- **COMPITI DA SVOLGERE**
a – Per favore, ricopia il brano sulle scarpe con sensori da "Le scarpe hanno" a "mappatura di Google.".
b – Rispondi a queste domande sul brano sulle scarpe con sensori:
(i) A quale pubblico si rivolgono soprattutto le scarpe?
(ii) Che tecnologia usa la scarpa per collegarsi a Internet?
(iii) Con quali app fornisce la localizzazione e le direzioni?
c – Prosegui il brano sulle scarpe con sensori dal punto in cui si interrompe.

- **BRANO DI TESTO**
-*-*-
Le scarpe hanno dei sensori che riescono a tradurre in messaggi il movimento di chi le indossa. Il target degli utenti è soprattutto quello sportivo: le scarpe infatti riescono ad analizzare il comportamento periodico delle persone, sentenziando di volta in volta il grado di movimento effettuato. Può capitare quindi di sentirsi dire “re della poltrona” oppure “perfetto maratoneta”. La scarpa utilizza la tecnologia Bluetooth per collegarsi a Internet ed è in grado di fornire la localizzazione e le direzioni utilizzando le app di mappatura di Google.
-*-*-
- **CONTENUTO DEI DATI**

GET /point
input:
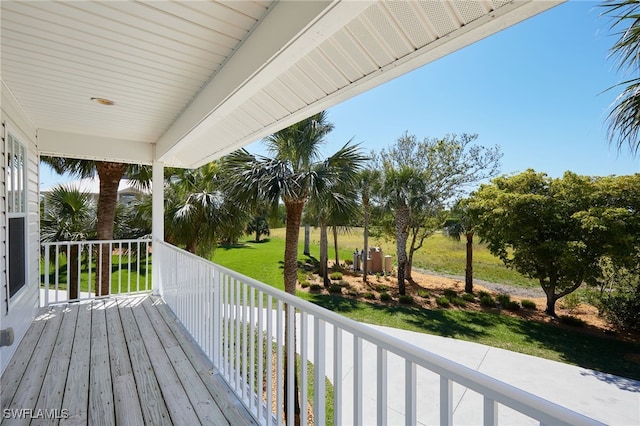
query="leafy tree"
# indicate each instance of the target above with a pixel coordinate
-*-*-
- **SOLUZIONI**
a –
Le scarpe hanno dei sensori che riescono a tradurre in messaggi il movimento di chi le indossa. Il target degli utenti è soprattutto quello sportivo: le scarpe infatti riescono ad analizzare il comportamento periodico delle persone, sentenziando di volta in volta il grado di movimento effettuato. Può capitare quindi di sentirsi dire “re della poltrona” oppure “perfetto maratoneta”. La scarpa utilizza la tecnologia Bluetooth per collegarsi a Internet ed è in grado di fornire la localizzazione e le direzioni utilizzando le app di mappatura di Google.

b –
(i) Soprattutto al pubblico sportivo.
(ii) La tecnologia Bluetooth.
(iii) Con le app di mappatura di Google.

c –
Tecnologie chiacchierone

Difficile che un tipo di scarpe del genere possa vedere il mercato così presto. In realtà quello che ha voluto mostrare Google è la possibilità di sensorializzare ogni tipo di tecnologia che è presente oggi nella società. Una presa di coscienza di come vengono utilizzati dispositivi e gadget, umanizzandoli con il rischio però che l’hi-tech etico ci soffochi. Google ha spiegato che il sistema Talking Shoes potrebbe benissimo essere applicato ad un microonde oppure ad una lavatrice, in grado entrambi di dirci della pessima qualità di quello che cuciniamo o dei vestiti da lavare. Un’estremizzazione di quell’internet delle cose spesso decantato, conseguenza del web 2.0 che ha sviluppato una nuova concezione dell’interfaccia uomo-macchina, non più unidirezionale ma capace di restituire emozioni e passioni (prerogativa dei social network). Il web 3.0 invece sarebbe quello scenario che riesce a restituire alle persone oggetti tecnologici di matrice “sociale” ma realmente esistenti e utilizzabili, come appunto un paio di scarpe.